* Begin Data lines *

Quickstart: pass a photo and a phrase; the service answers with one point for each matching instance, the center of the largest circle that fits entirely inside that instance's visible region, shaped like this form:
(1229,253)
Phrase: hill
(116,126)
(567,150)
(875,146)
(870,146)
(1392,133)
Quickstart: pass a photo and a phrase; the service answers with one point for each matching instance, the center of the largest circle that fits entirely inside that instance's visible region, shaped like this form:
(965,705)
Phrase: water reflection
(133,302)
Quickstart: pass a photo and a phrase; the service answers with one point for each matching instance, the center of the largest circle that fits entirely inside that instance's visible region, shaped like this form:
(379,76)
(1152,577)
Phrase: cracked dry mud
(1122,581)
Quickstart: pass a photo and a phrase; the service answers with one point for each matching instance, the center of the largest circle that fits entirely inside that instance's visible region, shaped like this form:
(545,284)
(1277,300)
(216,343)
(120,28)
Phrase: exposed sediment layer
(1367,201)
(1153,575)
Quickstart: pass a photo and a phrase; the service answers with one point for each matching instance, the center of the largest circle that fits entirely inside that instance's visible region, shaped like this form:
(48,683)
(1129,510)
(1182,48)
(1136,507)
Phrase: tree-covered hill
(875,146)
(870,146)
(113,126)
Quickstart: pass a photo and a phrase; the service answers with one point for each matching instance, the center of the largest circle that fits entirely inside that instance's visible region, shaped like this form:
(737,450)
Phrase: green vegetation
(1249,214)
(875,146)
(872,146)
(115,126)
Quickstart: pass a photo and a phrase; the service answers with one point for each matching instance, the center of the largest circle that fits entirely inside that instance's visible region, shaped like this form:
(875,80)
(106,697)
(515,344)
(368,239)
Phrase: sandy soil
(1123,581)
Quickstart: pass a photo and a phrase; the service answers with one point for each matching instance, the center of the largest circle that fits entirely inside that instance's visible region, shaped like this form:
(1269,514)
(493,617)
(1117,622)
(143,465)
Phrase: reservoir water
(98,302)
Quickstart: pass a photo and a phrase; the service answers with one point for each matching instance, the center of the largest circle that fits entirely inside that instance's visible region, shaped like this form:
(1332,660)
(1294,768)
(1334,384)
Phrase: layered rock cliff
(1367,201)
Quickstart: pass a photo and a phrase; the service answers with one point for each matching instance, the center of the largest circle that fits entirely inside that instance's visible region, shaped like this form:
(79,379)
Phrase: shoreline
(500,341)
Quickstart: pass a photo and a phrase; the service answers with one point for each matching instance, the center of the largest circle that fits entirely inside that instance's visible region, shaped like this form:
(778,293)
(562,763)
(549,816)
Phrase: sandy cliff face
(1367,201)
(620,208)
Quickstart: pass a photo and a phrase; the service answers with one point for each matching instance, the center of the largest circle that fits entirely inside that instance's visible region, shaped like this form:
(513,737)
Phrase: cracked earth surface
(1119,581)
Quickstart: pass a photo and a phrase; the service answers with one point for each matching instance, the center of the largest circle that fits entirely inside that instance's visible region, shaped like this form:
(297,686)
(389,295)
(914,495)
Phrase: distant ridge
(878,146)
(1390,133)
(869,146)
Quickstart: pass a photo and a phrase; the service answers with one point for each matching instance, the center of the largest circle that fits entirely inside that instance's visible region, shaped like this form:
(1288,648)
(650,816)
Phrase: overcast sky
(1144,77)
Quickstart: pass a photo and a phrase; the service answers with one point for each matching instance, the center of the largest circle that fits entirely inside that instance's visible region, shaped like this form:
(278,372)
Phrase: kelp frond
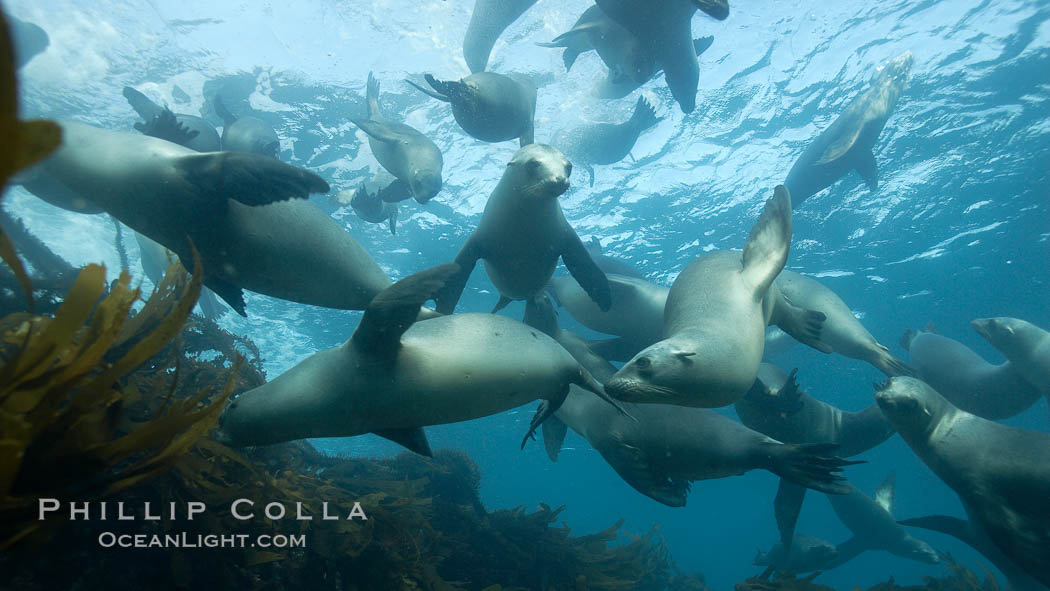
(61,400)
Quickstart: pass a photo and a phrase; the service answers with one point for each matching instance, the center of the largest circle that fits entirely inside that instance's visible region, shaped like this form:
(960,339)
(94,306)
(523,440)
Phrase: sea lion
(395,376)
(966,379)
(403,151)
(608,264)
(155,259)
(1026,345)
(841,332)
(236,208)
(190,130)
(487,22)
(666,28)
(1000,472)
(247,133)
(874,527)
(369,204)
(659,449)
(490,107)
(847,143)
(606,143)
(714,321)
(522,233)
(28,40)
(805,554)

* End Data lines *

Given request -
All of the data above should be transcribed verbatim, with pictures omitted.

Expected output -
Quickstart: pass a photo and a phrase; the service answers with one point for each matching instance, the center of the largest circle that fits entirely inside that instance's visible region, shaped like this form:
(1229,253)
Phrase: hill
(116,126)
(567,150)
(875,146)
(870,146)
(1392,133)
Quickstart: pass a photo and a phrase; the service answers with one point for each matching instance, the center of the largest circle that fits entirely inside that instance's visible region, shaped like this form:
(965,705)
Phrase: water reflection
(133,302)
Quickstart: pass a photo and a phrase; the service answers with one point for each matching instance, the center of the largest circle that fits entirely inside that instance's visible region, shaped like this form:
(379,76)
(1152,577)
Phrase: cracked dry mud
(1122,581)
Quickstart: pass a photo and a phrase; the service answers with one point for each matching instance, the center of the largest circle that fits entirely inside that instance's visible region, shaped like this form:
(545,284)
(1277,300)
(216,343)
(120,28)
Phrase: exposed sediment layer
(1367,201)
(1153,575)
Quickstart: pass a photo and a phrase; the service answers with one point for each matching instance, the center of the largest circle that fits entirely inside that instance's visible region, shaped like this form:
(48,683)
(1129,510)
(1182,48)
(1136,507)
Phrase: tree-covered hill
(875,146)
(870,146)
(113,126)
Quickstart: pass a photo and a phrase; the service answers with one point for each matching instance, the center of the largest circle that fits entirely inside that instance's visible region, shaped like this form:
(737,450)
Phrase: green vegetation
(1249,214)
(875,146)
(872,146)
(115,126)
Quickstart: pass a photo and a phrase; the service answers with one point for each matching instance, the center of the largest circle that fits entirely inside that instance's visible region, shaped like this form:
(875,80)
(106,697)
(515,344)
(368,239)
Phrase: sandy soil
(1123,581)
Quickstart: pass a photo and a phrase; the service answers with one point for each matching instance, the center of the largest circle that fits entirely inside that instance's visible region, shaped like this form:
(1269,514)
(493,617)
(1117,622)
(143,465)
Phrase: reservoir water
(98,302)
Quickstart: pass a photo and a phrase; the service answers with one point for each matching instance, the center of the largest circle that fits entirely inside that instance's visible region, shaped like this form:
(1332,660)
(1294,768)
(1334,384)
Phrase: layered rock cliff
(1367,201)
Quickstart: pass a photo and a phrase; the service answers with one point for each matching instance, the center of the largest circle that fits entirely inside that instance's visible region, shaped like this form:
(79,379)
Phrase: shoreline
(500,341)
Quickstart: pass a photo and a phrase; the service answers with one point for each matching instance, the center of the largest circle that fits entirely inside that instance's visible region, shaped like this form:
(778,293)
(562,763)
(549,816)
Phrase: sandy cliff face
(1367,201)
(620,208)
Quickstart: pass a photo and a phrase; the service answers with one point for each matching instance, the center of the largest circle that fits entirely inside that instance's visible region, shaped like this form:
(513,737)
Phrase: cracked earth surface
(1119,581)
Quickstart: pass a photo and a phrase; the service answers with one point for each matching instance, the center of the largest circle that fits entirely inside that instance's visible region, shaped like this form:
(297,686)
(389,295)
(914,495)
Phrase: distant ridge
(878,146)
(1390,133)
(869,146)
Quickstart: pass a photo and a phrase; the service answers with one point for each matching instance, the center of the largest circle that fits entirely inside that instance's visible region, shaped like this form:
(1288,648)
(650,816)
Phrase: overcast sky
(1144,77)
Quickstart: pass a photo and a phrase; the service answers with one point for each matching instance, the center of the largest circle that fits entirely inside that instance's visible region, shaped like this form:
(278,372)
Phrase: kelp frond
(61,400)
Quickstart: pass a photo and a phrase; the service answers with one point for each matching instance, the center of the largest circle that fits entirely inside that instance's visible region, shaped like this form:
(960,339)
(94,306)
(523,440)
Phrase: sea lion
(395,376)
(966,379)
(403,151)
(608,264)
(155,259)
(1026,345)
(841,332)
(236,208)
(190,130)
(487,22)
(666,28)
(1000,472)
(247,133)
(874,527)
(369,204)
(659,449)
(490,107)
(847,143)
(606,143)
(714,321)
(522,233)
(28,40)
(805,554)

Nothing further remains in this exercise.